═══ Materials provided

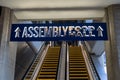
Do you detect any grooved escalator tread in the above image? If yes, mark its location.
[36,47,60,80]
[69,47,90,80]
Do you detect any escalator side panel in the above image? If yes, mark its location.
[36,47,60,80]
[69,47,90,80]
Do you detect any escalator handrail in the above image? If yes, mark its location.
[22,43,46,80]
[82,41,101,80]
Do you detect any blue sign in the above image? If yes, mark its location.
[10,23,108,41]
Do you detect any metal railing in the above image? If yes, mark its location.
[82,42,101,80]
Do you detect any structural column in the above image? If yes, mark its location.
[105,5,120,80]
[0,8,17,80]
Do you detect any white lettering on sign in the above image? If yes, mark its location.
[14,26,103,38]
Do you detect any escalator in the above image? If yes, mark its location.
[24,46,96,80]
[69,47,90,80]
[36,47,60,80]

══════

* **Goal**:
Find each line above that contains the word "sign" and copy those lines out in full.

* **Task answer**:
Do you detect any blue sign in the above image? If yes, mark its location.
Do you detect any white lettering on sign in the above image? If yes, mark its location.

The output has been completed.